Object point labels
————

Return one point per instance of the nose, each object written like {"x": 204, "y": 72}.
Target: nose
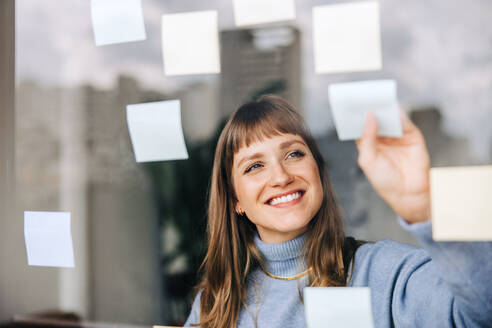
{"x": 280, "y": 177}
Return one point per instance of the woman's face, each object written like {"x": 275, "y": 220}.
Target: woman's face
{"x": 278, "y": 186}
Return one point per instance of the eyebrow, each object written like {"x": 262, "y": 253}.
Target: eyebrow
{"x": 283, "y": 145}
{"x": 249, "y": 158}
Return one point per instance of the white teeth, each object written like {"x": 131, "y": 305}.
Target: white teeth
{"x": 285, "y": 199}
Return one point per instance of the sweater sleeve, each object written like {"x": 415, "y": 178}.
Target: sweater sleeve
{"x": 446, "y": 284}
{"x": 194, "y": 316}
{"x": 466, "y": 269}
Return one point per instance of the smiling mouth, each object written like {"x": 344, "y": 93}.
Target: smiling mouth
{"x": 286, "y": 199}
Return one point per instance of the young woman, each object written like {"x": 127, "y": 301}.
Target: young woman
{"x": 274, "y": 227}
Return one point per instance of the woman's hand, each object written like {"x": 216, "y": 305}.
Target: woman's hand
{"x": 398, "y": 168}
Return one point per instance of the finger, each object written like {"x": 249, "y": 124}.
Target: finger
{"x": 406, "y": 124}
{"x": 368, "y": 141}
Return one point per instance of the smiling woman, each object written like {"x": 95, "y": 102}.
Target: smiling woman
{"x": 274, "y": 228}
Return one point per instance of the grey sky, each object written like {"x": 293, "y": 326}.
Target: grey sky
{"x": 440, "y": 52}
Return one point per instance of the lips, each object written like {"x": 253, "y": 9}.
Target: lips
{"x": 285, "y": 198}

————

**What the exercise asks**:
Recast the listing above as a numbered list, one line per item, skipping blank lines. Leave the pictures out.

**Exercise output**:
1. Return one point per instance of the nose, each object written like {"x": 204, "y": 72}.
2. Target: nose
3. {"x": 280, "y": 177}
4. Return one point per instance of the woman's face, each object written like {"x": 275, "y": 220}.
5. Target: woman's face
6. {"x": 278, "y": 186}
7. Return one point per instance of the eyebrow, each object written like {"x": 262, "y": 253}.
8. Target: eyebrow
9. {"x": 283, "y": 145}
10. {"x": 249, "y": 158}
11. Return one point per instance of the white teeth, each object written like {"x": 131, "y": 305}.
12. Target: white teeth
13. {"x": 285, "y": 199}
14. Return one point per instance of the sweater sleeve, each object written like {"x": 415, "y": 178}.
15. Target: sweater sleeve
16. {"x": 446, "y": 284}
17. {"x": 194, "y": 316}
18. {"x": 466, "y": 269}
19. Return one point per instance of the smiling mouth, each object written like {"x": 344, "y": 93}.
20. Target: smiling mouth
21. {"x": 286, "y": 199}
22. Return one point per instance of the young woman, each object written like {"x": 127, "y": 301}.
23. Target: young woman
24. {"x": 274, "y": 227}
25. Return one point per instance of the woman's hand, each object written like {"x": 216, "y": 305}.
26. Target: woman's hand
27. {"x": 398, "y": 168}
28. Return one point per instance of the finger, each object written like {"x": 249, "y": 124}.
29. Target: finger
30. {"x": 406, "y": 124}
31. {"x": 368, "y": 141}
32. Return one point per instance of the smiling woman, each object written like {"x": 95, "y": 102}.
33. Target: smiling woman
34. {"x": 274, "y": 228}
35. Return one point per instance of the grey sky, each object written like {"x": 293, "y": 326}.
36. Target: grey sky
37. {"x": 440, "y": 52}
38. Return one point per instance of the lips, each object written like {"x": 253, "y": 9}.
39. Target: lips
40. {"x": 285, "y": 198}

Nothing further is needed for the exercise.